#### SHORT PROBLEM
Copy out the rows from the line containing "Localize ear. Reply" through the line containing "130;134;142;146", both included, with every character kept the same.
****************
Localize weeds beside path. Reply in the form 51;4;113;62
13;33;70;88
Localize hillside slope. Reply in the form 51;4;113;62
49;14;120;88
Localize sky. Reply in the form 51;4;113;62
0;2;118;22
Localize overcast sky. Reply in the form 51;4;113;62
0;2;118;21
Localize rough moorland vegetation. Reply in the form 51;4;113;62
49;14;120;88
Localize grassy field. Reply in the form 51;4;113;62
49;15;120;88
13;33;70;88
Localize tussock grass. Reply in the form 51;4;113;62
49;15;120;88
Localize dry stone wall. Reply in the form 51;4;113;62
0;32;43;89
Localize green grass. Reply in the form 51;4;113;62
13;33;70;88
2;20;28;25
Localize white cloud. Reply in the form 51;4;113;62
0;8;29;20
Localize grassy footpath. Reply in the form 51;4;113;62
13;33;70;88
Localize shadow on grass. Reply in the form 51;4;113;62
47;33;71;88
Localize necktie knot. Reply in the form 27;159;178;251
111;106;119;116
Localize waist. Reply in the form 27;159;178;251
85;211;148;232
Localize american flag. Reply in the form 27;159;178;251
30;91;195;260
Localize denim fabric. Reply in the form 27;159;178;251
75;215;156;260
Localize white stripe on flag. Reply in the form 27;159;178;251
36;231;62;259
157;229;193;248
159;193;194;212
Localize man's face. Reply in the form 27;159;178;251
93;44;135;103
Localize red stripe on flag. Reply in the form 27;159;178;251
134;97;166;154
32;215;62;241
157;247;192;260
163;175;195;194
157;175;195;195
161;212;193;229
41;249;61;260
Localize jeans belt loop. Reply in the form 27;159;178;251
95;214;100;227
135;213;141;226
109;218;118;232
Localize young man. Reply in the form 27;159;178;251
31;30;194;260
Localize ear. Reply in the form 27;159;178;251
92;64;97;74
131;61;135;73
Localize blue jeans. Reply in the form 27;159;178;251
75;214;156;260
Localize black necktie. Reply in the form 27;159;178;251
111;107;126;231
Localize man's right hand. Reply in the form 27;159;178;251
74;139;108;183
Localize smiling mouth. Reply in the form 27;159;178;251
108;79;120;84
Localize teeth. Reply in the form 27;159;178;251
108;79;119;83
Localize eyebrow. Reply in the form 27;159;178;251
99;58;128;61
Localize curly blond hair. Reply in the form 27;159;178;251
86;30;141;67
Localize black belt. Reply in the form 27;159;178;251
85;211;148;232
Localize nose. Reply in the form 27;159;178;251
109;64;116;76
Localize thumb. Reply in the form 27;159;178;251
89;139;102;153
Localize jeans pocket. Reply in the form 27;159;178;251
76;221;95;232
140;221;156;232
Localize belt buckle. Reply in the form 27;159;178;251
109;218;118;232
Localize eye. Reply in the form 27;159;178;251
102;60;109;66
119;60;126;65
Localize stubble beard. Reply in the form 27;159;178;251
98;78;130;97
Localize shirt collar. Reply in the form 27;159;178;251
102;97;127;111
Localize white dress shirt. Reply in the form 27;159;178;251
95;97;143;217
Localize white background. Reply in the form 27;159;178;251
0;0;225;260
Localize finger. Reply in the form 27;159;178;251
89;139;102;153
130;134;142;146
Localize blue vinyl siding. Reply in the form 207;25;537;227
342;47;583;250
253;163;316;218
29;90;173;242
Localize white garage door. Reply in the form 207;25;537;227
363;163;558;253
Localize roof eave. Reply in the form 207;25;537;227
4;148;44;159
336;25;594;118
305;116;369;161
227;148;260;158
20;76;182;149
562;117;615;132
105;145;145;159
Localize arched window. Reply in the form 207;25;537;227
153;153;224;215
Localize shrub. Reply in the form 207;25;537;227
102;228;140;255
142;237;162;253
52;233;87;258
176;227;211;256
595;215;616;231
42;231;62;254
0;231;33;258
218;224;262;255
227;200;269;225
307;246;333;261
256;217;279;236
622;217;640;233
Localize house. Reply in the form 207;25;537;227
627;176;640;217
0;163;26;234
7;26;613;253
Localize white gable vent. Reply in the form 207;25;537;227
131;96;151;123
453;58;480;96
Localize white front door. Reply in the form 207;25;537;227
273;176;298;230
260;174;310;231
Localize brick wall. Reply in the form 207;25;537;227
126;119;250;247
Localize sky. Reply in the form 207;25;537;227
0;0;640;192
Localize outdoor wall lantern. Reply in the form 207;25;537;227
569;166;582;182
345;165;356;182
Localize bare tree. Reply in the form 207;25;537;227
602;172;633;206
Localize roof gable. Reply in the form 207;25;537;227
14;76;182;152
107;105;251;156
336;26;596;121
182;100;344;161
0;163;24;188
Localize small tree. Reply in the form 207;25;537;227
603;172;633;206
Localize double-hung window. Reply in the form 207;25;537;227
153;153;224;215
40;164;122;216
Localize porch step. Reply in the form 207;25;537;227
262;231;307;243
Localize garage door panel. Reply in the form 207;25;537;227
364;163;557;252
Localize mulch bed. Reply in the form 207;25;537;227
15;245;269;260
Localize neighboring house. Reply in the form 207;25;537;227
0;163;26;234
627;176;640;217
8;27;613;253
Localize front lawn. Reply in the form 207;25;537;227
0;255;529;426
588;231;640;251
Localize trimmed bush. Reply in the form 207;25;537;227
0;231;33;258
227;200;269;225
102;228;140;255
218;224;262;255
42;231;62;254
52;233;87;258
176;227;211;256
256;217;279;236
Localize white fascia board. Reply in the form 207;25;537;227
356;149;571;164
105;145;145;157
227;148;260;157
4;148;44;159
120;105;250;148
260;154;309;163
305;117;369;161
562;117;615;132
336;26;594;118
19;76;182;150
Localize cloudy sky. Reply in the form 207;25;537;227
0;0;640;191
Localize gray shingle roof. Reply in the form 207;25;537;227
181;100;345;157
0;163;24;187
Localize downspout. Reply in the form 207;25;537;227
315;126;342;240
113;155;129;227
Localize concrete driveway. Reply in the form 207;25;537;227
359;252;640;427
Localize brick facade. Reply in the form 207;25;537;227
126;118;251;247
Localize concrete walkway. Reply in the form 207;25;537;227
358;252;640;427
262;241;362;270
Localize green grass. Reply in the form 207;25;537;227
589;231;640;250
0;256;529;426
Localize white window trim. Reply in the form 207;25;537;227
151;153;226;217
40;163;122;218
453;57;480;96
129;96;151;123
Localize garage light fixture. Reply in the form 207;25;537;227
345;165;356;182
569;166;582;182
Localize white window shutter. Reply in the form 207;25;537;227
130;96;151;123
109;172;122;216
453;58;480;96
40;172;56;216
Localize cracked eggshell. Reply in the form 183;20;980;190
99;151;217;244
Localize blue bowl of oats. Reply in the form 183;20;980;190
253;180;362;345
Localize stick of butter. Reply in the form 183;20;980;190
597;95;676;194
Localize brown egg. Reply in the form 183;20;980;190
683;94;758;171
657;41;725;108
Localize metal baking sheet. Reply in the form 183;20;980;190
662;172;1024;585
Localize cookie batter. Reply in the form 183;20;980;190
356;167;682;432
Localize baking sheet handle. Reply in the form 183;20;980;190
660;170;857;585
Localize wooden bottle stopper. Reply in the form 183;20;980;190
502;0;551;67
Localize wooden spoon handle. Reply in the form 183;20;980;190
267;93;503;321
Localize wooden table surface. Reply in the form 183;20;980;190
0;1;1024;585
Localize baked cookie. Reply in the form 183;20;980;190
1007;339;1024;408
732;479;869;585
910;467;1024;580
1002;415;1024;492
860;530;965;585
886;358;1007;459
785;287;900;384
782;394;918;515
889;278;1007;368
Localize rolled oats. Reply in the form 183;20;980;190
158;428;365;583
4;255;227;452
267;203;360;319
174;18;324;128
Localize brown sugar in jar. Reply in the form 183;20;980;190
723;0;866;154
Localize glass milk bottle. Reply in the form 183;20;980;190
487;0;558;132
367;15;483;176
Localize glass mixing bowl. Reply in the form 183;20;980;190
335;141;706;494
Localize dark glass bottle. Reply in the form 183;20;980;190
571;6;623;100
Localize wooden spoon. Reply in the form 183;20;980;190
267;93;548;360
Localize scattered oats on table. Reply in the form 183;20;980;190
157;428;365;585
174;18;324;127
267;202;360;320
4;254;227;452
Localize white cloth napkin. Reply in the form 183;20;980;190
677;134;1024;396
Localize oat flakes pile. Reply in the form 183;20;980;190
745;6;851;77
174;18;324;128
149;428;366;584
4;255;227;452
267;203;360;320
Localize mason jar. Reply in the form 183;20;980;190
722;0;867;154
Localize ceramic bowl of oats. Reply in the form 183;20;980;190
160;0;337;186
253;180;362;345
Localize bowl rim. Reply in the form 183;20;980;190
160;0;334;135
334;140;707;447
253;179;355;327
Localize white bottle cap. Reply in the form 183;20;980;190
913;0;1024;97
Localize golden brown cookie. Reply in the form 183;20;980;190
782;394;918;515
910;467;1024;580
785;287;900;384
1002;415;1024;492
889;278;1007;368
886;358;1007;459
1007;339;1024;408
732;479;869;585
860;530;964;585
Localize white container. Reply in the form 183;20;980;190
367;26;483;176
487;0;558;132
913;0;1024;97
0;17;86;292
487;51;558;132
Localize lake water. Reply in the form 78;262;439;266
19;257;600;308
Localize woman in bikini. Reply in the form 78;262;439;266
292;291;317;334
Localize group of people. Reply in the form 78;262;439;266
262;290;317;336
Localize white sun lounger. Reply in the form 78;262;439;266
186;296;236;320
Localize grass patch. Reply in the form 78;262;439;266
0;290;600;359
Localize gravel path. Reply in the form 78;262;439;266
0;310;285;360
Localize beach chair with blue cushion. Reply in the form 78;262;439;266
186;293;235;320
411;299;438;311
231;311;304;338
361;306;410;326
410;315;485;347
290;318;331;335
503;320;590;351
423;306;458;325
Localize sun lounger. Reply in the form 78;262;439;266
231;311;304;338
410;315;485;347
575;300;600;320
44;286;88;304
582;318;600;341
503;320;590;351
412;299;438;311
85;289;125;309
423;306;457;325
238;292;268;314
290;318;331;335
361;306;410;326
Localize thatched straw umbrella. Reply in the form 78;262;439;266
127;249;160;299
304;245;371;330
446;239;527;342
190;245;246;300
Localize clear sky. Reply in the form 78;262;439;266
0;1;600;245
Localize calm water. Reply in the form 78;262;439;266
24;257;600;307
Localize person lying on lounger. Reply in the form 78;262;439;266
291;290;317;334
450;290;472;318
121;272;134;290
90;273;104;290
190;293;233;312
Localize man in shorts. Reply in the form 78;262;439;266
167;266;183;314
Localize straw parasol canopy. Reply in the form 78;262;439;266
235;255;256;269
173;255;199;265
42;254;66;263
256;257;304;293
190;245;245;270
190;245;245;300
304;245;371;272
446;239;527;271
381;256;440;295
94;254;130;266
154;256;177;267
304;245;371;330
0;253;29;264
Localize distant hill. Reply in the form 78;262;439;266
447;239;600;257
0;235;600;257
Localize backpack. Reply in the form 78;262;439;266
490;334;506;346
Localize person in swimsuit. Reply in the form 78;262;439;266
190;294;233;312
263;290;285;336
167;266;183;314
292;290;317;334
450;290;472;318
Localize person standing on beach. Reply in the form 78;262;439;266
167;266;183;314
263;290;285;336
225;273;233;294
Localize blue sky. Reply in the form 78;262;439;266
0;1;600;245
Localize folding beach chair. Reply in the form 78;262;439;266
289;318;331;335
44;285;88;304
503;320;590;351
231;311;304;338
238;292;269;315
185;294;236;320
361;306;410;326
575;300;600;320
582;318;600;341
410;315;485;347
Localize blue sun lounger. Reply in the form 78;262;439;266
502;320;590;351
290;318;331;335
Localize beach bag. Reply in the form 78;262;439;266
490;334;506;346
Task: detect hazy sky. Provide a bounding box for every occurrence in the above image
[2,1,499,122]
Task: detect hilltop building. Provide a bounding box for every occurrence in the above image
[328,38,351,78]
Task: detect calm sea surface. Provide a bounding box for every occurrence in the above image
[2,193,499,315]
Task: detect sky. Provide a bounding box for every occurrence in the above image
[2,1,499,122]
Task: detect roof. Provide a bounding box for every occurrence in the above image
****************
#### RESPONSE BELOW
Localize ear. Reply in the form 27;159;178;251
92;64;97;74
131;61;135;73
Localize blue jeans. Reply in the form 27;159;178;251
75;214;156;260
Localize black necktie. Reply in the form 27;159;178;251
111;107;126;231
Localize man's right hand. Reply in the form 27;159;178;251
74;139;108;183
Localize smiling mouth. Reply in the form 27;159;178;251
108;79;120;84
Localize teeth. Reply in the form 27;159;178;251
108;79;119;83
Localize eyebrow. Reply in the form 27;159;178;251
99;58;128;61
Localize curly blond hair. Reply in the form 27;159;178;251
86;30;141;67
Localize black belt. Reply in the form 27;159;178;251
85;211;148;232
Localize nose. Reply in the form 27;159;178;251
109;64;116;76
Localize thumb. Reply in the form 27;159;178;251
89;139;102;153
Localize jeans pocket. Reply in the form 27;159;178;251
76;221;95;232
140;221;156;232
Localize belt buckle. Reply in the form 27;159;178;251
109;218;118;232
Localize eye. Reply in the form 27;159;178;251
102;60;109;66
119;60;126;65
Localize stubble beard. Reply in the form 27;159;178;251
98;78;130;97
Localize shirt collar. Reply in the form 27;159;178;251
102;97;127;111
Localize white dress shirt. Reply in the form 27;159;178;251
95;97;143;217
Localize white background. Reply in the form 27;159;178;251
0;0;225;260
Localize finger. Reply in the form 27;159;178;251
89;139;102;153
130;134;142;146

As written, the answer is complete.